Give the number of lines in the records below that include "colorful". Reply with that number alone.

PROVIDED DATA below:

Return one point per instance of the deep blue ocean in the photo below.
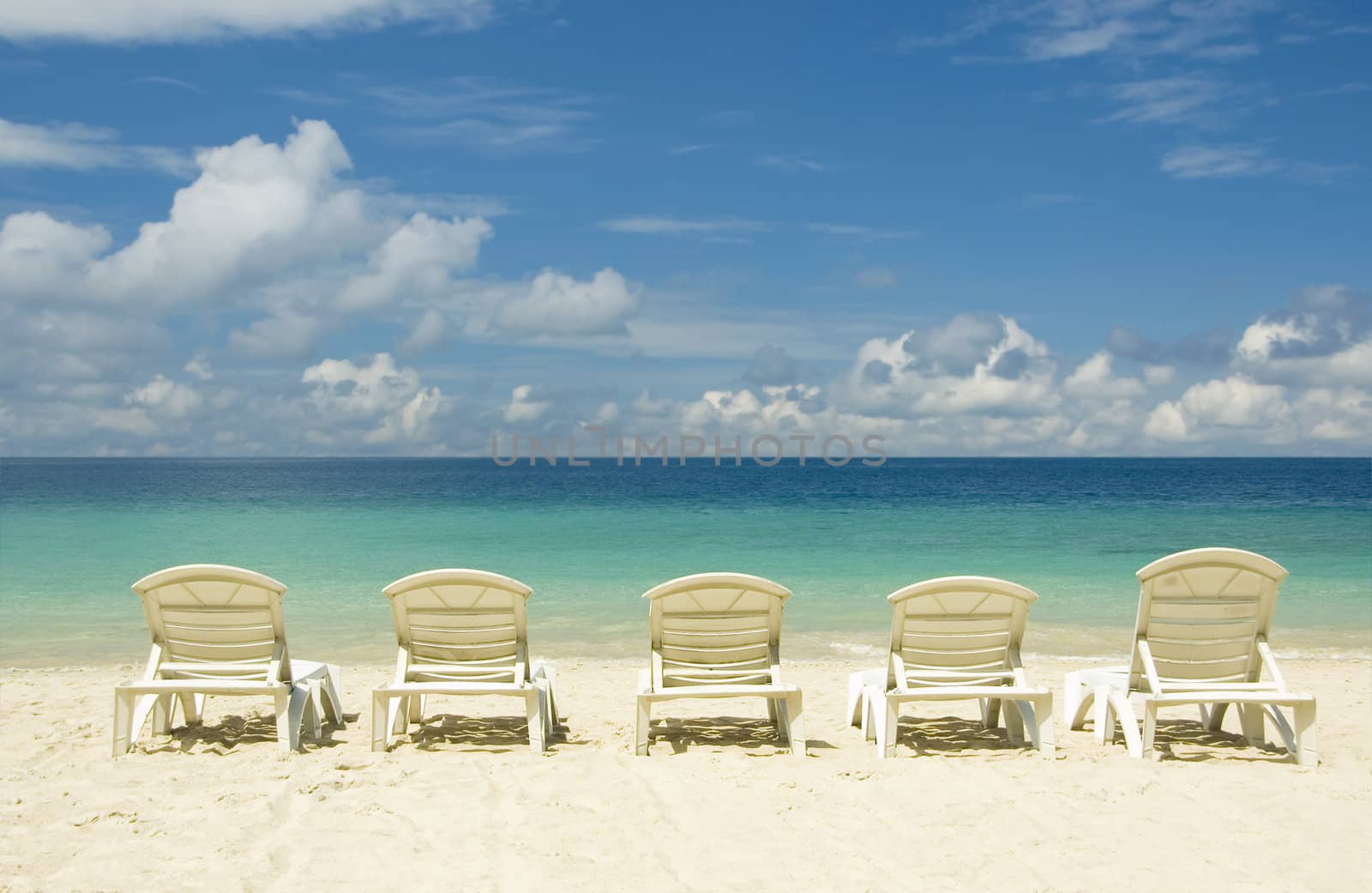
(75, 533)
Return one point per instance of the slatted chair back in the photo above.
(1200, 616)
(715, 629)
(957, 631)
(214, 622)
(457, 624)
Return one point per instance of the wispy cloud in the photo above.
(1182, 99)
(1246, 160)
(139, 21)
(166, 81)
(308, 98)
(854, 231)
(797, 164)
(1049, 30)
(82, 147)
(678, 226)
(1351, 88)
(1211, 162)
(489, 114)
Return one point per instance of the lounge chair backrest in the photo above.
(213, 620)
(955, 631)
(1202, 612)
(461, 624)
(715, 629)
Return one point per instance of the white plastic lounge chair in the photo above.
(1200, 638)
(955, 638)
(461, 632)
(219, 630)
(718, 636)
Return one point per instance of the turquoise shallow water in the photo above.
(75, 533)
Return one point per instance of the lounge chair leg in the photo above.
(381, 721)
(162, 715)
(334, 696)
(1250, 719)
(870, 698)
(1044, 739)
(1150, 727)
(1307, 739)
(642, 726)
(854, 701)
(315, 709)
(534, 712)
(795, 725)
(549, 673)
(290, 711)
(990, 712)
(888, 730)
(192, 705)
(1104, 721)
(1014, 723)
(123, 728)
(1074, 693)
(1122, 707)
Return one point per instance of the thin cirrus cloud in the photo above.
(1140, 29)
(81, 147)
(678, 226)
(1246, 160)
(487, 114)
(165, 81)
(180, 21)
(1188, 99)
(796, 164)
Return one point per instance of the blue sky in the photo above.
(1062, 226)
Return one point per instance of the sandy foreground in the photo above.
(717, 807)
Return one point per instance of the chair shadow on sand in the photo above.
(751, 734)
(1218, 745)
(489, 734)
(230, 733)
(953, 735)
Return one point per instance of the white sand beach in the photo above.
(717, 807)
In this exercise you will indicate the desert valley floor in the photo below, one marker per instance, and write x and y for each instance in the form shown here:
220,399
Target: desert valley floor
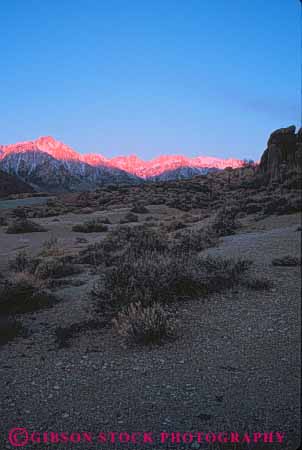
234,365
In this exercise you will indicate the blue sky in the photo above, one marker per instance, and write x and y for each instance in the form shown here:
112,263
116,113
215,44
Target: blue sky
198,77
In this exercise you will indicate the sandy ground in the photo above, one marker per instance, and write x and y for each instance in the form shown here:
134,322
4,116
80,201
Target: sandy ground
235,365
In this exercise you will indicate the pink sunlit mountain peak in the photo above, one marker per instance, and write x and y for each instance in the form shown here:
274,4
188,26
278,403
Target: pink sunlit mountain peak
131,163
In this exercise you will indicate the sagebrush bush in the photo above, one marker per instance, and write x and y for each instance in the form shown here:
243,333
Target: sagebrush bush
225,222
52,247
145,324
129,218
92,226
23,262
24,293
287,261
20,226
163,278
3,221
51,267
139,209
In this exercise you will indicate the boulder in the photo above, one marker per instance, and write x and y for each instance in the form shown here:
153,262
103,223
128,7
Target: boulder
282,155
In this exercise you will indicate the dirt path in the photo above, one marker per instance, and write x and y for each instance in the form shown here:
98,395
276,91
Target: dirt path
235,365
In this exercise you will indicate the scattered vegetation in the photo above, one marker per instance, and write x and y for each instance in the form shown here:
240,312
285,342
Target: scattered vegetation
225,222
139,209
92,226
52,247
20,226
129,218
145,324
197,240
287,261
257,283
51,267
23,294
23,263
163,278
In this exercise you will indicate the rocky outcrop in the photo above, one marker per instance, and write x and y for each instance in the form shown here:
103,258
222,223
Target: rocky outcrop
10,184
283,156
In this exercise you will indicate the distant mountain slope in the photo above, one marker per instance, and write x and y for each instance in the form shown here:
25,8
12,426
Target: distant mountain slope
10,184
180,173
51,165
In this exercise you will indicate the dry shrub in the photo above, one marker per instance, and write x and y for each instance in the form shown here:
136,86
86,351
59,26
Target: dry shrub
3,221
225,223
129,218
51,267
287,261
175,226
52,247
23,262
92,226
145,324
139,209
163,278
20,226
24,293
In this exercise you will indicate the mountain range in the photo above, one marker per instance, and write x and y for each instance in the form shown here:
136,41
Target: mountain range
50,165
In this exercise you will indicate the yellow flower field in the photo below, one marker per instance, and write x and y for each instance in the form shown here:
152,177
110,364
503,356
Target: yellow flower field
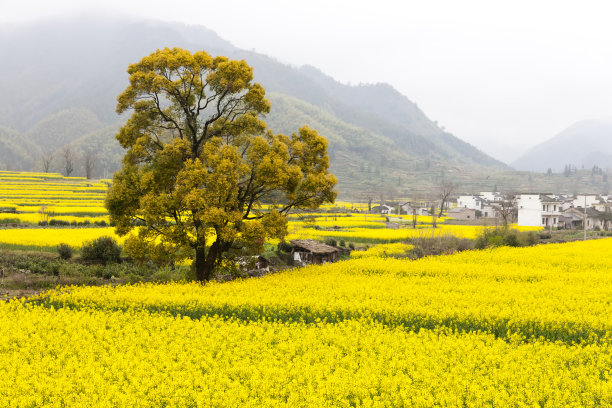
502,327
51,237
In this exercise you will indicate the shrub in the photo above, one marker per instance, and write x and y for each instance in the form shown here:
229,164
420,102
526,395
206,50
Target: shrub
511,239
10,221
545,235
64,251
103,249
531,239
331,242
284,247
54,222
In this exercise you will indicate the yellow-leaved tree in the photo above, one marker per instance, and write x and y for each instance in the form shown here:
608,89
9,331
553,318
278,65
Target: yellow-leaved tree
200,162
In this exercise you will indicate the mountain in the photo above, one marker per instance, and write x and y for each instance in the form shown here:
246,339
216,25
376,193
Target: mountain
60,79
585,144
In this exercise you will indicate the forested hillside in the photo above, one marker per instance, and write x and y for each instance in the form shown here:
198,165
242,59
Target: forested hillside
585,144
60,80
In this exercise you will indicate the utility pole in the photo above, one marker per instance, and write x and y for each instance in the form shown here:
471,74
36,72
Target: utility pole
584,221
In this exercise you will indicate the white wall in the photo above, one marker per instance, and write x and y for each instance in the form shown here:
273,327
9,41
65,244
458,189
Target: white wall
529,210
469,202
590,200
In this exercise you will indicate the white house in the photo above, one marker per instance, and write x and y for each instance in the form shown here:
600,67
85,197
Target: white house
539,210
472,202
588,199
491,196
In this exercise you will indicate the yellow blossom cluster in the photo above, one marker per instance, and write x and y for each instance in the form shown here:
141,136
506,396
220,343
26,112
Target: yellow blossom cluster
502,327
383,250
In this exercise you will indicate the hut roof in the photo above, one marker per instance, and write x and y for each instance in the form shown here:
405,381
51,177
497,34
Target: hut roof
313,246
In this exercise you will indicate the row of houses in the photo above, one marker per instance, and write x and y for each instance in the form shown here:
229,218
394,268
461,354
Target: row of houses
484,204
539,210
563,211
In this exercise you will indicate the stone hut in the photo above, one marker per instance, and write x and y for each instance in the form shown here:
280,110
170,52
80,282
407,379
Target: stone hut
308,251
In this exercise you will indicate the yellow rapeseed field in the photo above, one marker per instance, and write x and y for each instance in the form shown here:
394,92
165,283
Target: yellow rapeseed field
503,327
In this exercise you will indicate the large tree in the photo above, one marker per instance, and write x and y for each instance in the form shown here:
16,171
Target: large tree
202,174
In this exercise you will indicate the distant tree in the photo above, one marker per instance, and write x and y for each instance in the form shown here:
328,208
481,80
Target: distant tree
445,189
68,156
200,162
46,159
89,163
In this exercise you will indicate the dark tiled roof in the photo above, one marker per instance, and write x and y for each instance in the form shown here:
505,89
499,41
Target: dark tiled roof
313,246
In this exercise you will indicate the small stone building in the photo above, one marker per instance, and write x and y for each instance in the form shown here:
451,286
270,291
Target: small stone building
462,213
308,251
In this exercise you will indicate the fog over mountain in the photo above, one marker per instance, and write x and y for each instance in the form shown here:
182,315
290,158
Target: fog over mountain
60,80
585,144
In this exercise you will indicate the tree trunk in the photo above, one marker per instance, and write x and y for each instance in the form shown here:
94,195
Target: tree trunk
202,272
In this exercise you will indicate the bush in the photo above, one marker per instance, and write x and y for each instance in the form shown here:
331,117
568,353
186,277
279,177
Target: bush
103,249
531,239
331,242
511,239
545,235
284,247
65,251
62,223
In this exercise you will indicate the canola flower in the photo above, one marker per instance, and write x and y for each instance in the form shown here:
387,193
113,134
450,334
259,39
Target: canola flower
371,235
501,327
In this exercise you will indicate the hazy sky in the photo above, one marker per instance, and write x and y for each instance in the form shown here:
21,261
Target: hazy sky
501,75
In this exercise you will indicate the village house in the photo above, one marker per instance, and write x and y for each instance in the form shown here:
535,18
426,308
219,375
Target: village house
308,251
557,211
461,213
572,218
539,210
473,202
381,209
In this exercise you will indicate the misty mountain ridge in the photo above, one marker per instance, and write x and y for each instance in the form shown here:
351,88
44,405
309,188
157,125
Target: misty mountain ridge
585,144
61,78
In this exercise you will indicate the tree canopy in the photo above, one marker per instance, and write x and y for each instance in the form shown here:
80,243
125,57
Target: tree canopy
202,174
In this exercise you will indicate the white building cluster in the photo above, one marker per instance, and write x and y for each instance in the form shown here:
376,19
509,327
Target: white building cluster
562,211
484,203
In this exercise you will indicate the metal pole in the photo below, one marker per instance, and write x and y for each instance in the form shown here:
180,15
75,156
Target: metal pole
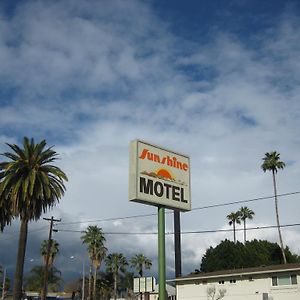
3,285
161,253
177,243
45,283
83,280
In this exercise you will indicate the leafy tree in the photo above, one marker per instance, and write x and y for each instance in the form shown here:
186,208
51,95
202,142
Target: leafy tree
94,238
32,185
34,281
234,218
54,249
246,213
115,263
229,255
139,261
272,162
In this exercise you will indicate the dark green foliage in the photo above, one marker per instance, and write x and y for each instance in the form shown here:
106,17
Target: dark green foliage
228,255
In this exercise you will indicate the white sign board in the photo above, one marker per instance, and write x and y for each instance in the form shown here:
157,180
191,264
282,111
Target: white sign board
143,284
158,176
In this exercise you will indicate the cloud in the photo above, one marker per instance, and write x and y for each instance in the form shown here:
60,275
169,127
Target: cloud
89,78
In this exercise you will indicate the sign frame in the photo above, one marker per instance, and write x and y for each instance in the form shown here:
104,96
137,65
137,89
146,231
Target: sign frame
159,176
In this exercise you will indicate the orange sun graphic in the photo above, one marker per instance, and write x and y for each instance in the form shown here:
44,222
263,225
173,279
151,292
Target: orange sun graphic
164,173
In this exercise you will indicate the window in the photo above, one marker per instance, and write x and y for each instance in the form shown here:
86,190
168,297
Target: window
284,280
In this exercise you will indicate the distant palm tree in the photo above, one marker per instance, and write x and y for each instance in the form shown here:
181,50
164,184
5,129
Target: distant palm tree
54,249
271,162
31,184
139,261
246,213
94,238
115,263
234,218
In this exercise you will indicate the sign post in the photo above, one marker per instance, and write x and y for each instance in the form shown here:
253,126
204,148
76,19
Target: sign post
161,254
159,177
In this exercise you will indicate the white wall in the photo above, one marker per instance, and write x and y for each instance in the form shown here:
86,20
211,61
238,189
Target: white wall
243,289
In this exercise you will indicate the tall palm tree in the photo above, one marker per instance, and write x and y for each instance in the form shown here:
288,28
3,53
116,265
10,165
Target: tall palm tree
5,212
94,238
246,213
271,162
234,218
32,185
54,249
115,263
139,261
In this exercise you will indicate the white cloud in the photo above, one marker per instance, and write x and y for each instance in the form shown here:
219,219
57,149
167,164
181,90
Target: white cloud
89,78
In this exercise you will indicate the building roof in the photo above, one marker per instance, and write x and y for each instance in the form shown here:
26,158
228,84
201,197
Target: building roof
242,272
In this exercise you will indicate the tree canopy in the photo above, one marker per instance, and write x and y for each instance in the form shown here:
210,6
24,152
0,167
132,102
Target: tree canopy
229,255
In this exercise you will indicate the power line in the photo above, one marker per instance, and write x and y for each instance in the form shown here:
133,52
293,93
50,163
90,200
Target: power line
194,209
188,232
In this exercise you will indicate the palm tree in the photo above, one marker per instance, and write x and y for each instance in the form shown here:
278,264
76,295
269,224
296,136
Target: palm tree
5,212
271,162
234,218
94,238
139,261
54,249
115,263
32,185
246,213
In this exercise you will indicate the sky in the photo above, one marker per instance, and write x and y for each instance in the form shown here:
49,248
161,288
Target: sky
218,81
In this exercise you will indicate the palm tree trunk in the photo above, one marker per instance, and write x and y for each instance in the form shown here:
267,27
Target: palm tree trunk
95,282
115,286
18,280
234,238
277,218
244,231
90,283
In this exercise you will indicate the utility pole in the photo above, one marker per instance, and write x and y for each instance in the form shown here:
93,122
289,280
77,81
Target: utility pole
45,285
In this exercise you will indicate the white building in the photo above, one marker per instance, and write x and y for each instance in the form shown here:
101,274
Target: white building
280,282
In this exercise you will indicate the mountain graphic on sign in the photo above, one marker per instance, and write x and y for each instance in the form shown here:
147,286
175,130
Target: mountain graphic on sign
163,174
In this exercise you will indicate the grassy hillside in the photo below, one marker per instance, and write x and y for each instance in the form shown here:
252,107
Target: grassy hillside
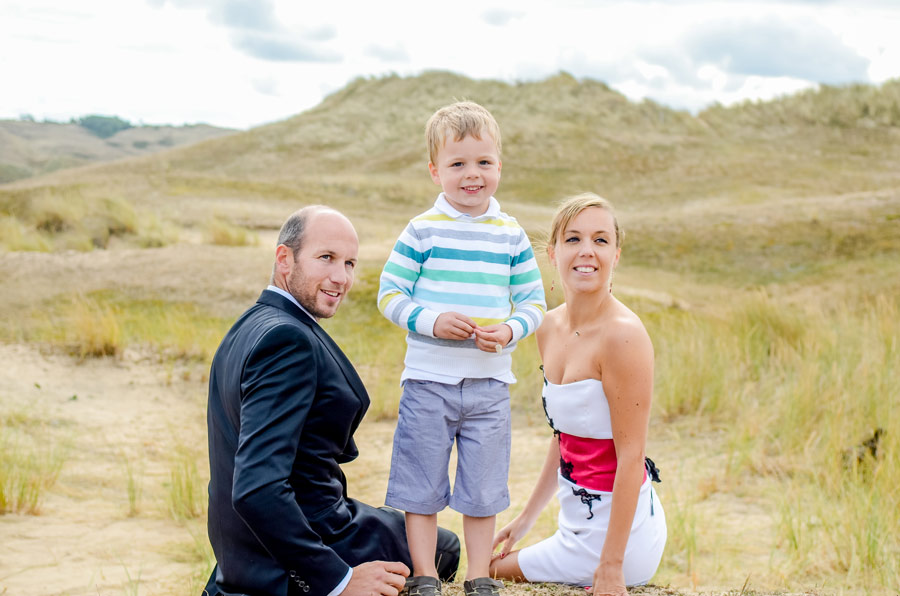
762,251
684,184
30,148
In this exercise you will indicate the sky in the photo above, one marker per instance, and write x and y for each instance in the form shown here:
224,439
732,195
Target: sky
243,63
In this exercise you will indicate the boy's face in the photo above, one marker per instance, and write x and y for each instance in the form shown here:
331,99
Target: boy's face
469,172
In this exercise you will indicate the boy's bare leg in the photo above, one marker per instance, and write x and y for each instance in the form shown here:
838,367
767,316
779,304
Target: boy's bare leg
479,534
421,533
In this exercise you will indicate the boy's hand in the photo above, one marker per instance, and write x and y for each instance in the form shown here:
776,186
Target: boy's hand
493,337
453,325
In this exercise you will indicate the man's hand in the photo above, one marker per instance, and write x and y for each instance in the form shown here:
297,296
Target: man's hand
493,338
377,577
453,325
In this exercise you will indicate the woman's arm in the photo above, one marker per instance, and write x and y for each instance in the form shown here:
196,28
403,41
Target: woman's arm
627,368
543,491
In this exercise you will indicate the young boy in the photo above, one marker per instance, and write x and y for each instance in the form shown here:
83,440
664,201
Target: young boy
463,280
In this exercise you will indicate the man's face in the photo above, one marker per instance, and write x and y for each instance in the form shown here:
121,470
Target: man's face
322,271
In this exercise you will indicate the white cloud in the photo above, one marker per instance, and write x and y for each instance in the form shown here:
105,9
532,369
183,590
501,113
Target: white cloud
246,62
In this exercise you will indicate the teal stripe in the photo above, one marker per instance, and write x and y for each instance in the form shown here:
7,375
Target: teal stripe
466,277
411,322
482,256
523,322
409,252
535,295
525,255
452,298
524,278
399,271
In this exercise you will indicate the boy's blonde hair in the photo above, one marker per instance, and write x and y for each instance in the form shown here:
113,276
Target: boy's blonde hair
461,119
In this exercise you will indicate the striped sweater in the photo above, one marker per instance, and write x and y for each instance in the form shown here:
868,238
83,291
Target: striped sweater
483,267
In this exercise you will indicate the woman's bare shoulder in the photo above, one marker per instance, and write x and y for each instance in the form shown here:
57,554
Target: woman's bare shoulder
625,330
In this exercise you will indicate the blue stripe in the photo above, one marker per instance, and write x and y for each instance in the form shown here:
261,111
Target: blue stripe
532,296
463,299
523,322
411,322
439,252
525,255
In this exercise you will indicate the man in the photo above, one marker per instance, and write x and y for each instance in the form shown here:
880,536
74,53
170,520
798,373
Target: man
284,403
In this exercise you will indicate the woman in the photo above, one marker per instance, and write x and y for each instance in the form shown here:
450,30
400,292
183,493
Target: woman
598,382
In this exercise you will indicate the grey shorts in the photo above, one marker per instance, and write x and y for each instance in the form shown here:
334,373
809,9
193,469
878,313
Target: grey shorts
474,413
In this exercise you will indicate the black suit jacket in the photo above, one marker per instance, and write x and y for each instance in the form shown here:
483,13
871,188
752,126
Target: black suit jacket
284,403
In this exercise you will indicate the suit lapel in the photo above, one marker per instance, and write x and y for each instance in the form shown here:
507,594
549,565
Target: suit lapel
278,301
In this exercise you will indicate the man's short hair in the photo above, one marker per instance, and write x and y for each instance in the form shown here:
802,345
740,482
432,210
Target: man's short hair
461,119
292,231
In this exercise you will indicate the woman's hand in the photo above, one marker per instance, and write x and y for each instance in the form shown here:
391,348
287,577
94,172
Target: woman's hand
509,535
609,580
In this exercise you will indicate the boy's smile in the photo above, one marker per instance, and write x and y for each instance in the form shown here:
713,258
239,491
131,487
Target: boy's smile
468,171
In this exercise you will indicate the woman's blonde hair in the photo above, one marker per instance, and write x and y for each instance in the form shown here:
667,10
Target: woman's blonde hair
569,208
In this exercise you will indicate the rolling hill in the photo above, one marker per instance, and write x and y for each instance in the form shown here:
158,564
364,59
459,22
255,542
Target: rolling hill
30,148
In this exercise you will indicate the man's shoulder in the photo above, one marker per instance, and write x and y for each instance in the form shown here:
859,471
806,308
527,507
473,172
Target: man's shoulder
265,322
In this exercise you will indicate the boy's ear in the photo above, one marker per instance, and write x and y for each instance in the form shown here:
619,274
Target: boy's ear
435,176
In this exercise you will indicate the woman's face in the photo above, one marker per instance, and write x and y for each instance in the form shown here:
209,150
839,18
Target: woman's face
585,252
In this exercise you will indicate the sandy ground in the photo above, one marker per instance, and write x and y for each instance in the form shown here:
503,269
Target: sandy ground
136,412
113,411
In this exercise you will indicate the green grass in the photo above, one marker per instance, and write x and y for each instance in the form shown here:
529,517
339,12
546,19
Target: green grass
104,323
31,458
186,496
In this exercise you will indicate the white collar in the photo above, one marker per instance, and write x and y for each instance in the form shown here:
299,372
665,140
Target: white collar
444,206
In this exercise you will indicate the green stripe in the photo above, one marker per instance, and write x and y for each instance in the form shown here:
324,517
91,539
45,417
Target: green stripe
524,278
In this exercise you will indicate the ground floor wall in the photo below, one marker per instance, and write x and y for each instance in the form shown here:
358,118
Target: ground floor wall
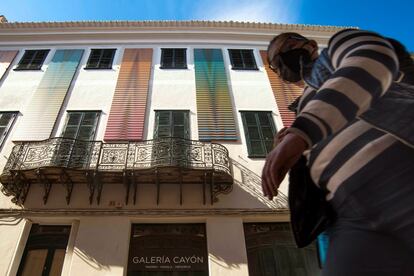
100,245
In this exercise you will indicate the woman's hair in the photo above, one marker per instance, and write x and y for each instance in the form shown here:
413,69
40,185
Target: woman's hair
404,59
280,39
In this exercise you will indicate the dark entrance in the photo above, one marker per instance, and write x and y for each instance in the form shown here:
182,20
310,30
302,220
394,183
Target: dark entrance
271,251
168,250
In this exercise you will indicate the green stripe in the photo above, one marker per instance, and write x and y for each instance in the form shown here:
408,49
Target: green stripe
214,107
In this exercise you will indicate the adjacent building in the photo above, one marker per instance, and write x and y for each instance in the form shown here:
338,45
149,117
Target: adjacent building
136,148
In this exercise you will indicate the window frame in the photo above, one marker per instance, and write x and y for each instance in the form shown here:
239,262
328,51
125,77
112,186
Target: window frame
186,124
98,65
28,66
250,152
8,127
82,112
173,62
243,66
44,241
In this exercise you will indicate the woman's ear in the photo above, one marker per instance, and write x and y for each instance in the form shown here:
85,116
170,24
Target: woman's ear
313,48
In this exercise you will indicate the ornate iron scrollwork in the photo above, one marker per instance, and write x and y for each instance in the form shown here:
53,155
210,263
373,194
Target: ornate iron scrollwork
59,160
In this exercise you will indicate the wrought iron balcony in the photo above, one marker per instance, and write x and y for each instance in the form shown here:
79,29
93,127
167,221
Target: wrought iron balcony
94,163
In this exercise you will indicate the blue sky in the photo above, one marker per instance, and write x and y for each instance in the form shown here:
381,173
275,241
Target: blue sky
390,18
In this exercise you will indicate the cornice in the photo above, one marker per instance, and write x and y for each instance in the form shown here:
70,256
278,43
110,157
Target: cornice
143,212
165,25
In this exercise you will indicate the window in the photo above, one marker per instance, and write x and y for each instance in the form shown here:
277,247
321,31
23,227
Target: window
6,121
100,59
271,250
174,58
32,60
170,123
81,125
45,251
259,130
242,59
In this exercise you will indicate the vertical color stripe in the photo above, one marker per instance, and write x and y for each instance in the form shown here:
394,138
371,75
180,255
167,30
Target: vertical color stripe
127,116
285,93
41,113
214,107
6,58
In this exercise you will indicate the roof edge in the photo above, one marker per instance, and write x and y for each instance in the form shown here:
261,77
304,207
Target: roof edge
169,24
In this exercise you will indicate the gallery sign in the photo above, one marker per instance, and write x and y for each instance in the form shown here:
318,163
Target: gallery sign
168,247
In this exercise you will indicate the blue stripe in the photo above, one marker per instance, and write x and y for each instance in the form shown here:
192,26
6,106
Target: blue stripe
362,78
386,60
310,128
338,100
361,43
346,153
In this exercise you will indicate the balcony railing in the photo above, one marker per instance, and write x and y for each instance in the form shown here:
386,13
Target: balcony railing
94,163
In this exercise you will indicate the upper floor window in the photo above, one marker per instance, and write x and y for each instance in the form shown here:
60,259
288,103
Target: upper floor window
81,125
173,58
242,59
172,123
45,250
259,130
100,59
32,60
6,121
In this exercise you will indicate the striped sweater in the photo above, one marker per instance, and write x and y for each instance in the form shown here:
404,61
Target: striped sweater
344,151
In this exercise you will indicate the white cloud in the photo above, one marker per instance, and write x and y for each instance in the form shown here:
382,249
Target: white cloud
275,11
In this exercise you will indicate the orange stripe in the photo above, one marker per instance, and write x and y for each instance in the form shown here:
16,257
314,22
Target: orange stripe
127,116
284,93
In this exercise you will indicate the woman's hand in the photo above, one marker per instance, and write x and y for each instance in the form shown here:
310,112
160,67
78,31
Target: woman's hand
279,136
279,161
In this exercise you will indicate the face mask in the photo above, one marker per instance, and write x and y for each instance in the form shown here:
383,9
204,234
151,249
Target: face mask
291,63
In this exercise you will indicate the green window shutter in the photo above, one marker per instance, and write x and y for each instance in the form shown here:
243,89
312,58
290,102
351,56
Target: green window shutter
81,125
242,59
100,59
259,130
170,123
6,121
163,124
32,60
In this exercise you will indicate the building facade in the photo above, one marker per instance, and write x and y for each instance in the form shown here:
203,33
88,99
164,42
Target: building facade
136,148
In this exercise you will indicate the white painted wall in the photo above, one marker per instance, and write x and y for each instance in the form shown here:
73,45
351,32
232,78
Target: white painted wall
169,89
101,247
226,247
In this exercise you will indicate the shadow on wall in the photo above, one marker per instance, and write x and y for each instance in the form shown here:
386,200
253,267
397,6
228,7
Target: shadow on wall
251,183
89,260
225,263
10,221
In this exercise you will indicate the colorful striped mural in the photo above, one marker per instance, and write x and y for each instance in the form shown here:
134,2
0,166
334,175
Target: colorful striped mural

End of PROVIDED DATA.

> SOLUTION
2